PARTS OF THE EXERCISE:
(A) From the court opinion on jury instructions, copy the passage starting with "C. Mr. Kuciapinski's" and going on through "them in turn.", word for word.
(B) Continue the court opinion on jury instructions, picking up right after its final line.

EXTRACT:
----------------------------------------

The only circumstance in which a jury might need an explicit "affirmative act" instruction (assuming without deciding that the Jacobs decision is correct) is if the Government were planning to prove that (i) Ms. Kuciapinski passively obtained or absorbed procurement information yet somehow did so with the required intent, or (ii) Ms. Kuciapinski obtained the procurement information through no effort of her own (e.g. , accidentally) and later formed the intent to profit from it or to obtain or give a competitive advantage. The Court does not understand the Government to be advancing either theory. Nor is the Court aware of any intent on Ms. Kuciapinski's part to convince the jury that whatever procurement information she received, she received it unsolicited (i.e. , without any "affirmative act" on her part). At this stage, then, there is no reason to consider an explicit "affirmative act" instruction.
5. Wrongful Intent
Lastly, Ms. Kuciapinski argues that the jury must receive an instruction about "wrongful intent" based on legislative history of the former 41 U.S.C. § 423 : "The criminal penalties apply only to ‘knowing and willful’ violations. The willfulness requirements means that wrongful intent must be shown to prove a criminal violation. Where this intent cannot be shown, a civil action may be appropriate, but a criminal action is not." (ECF No. 196 at 8 (quoting Congressional Record—Senate, Oct. 20, 1988, Comments on The Procurement Integrity Component of S. 2215, p. 32158) (emphasis removed).)
The only explicit mens rea in the current version of the statute ( § 2102 ) is "knowingly." Moreover, as already addressed multiple times, § 2105(a) specifies the necessary additional intent that transforms a § 2102 violation into a crime. There is no freestanding "wrongful intent" element on which the jury must be instructed.
6. Aiding & Abetting
The Government's response brief asserts that Ms. Kuciapinski has been charged with aiding and abetting a § 2102(b) violation, and proposes a jury instruction in this regard. (See ECF No. 203 at 4–5.) Ms. Kuciapinski, in her reply brief, correctly points out that that the Superseding Indictment only charges her with directly committing the § 2102(b) crime, not with aiding and abetting such a crime. (ECF No. 215 at 3–4; see also ECF No. 204 at 18–20.) Accordingly, absent a further superseding indictment to charge the aiding and abetting offense, the Court will not give an alternative aiding and abetting instruction as to the § 2102(b) charges against Ms. Kuciapinski.
C. Mr. Kuciapinski's Contentions
The Superseding Indictment charges Mr. Kuciapinski with, among other things, unlawfully disclosing procurement information, in violation of §§ 2102(b) & 2105(a), and conspiracy to violate § 2102, as prohibited by the general conspiracy statute, 18 U.S.C. § 371. Mr. Kuciapinski makes several claims about the proper interpretation of these statutes. The Court will address them in turn.
1. "SEI Contract"

----------------------------------------

AVAILABLE DATA:

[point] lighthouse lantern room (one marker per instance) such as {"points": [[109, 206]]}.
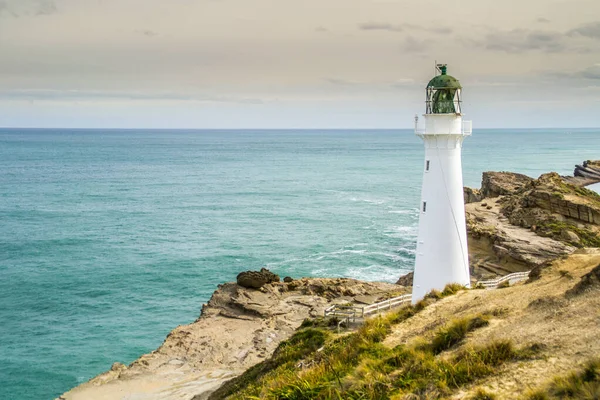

----------------------------------------

ANSWER LIST:
(A)
C. Mr. Kuciapinski's Contentions
The Superseding Indictment charges Mr. Kuciapinski with, among other things, unlawfully disclosing procurement information, in violation of §§ 2102(b) & 2105(a), and conspiracy to violate § 2102, as prohibited by the general conspiracy statute, 18 U.S.C. § 371. Mr. Kuciapinski makes several claims about the proper interpretation of these statutes. The Court will address them in turn.

(B)
The Superseding Indictment charges Defendants with conspiracy to violate § 2102, specifically
to provide a competitive advantage to defendant Mykhael Kuciapinski and her company by disclosing to defendant Mykhael Kuciapinski bid or proposal information and source selection information for the Signal Emitter Identification (SEI) contract. The Health and Human Services (HHS) SEI contract is numbered HHSN316201200115W-HHSP233201400203W, and is also titled as VESPERLILLET, hereinafter SEI contract. As to conduct that occurred prior to the award of the SEI contract, that conduct is referred to as being related to the SEI project.
(ECF No. 204 ¶ 2.)
Mr. Kuciapinski insists that the jury instructions should not include "SEI contract" or "SEI project," even as a shorthand, due to potential confusion:
[T]hat non-specific language will cause the jury confusion because there is no such thing as "the SEI project" or "the SEI contract." Rather than being a project or a contract, SEI (Specific Emitter Identification) is a broad area of technology and associated methodologies and
processes employed by U.S. signal intelligence assets to identify specific devices emitting certain electronic signals. Because the evidence will show that Mr. Kuciapinski was actively involved in other SEI-related work at the time charged in the indictment, using the vague terms "the SEI project" or the "SEI contract" will create confusion and could result in a prejudicial variance.
(ECF No. 197 at 4 (emphasis in original).) Mr. Kuciapinski therefore requests that the jury be instructed "that the only contract at issue in Count One [conspiracy] is the Health and Human Services (HHS) Specific Emitter Identification (SEI) contract number HSN316201200115W-HHSP233201400203W, also titled as VESPERLILLET." (Id. at 5.)
In response, the Government asks that the Court "allow the presentation of the case and evidence before deciding. The government anticipates that several witnesses and exhibits will show that all of these terms were used at specific time periods during the conspiracy, and even after the award of the contract, abbreviated names were used by involved parties." (ECF No. 203 at 11.)
The Court agrees with the Government that it needs to hear the evidence presented at trial before it can rule on Mr. Kuciapinski's request. This is so for the reasons stated by the Government, and because Mr. Kuciapinski's other filings make clear that he plans to prove he was never "involved in any way with the Health and Human Services (‘HHS’) support Task Order number HHSN316201200115W-HHSP233201400203W on an existing HHS contract, also titled as ‘VESPERLILLET,’ " and all of the evidence against him is "actually related to the other projects on which [he] was doing legitimate SEI engineering and development work." (ECF No. 221 at 2, 3.) In other words, it appears that Mr. Kuciapinski is attempting to tailor the jury instruction to his specific defense. The Court does not rule that such an instruction could never be justified, but the Court will not approve it without first hearing the evidence and the parties' arguments regarding why a specifically tailored instruction is or is not appropriate.
2. Conspirators' Intent
Mr. Kuciapinski argues that, with regard to conspiracy, "the government must prove that the co-conspirators intended to commit the underlying elements of the substantive offense," and the jury should be so instructed. (ECF No. 197 at 5.) He therefore proposes that the jury instruction regarding conspiracy require the jury to find that "[t]he defendant agreed with his co-defendants to violate 41 U.S.C. § 2102 as defined in [a cross-referenced instruction setting forth the substantive § 2102 offense]." (ECF No. 197-1 at 2.)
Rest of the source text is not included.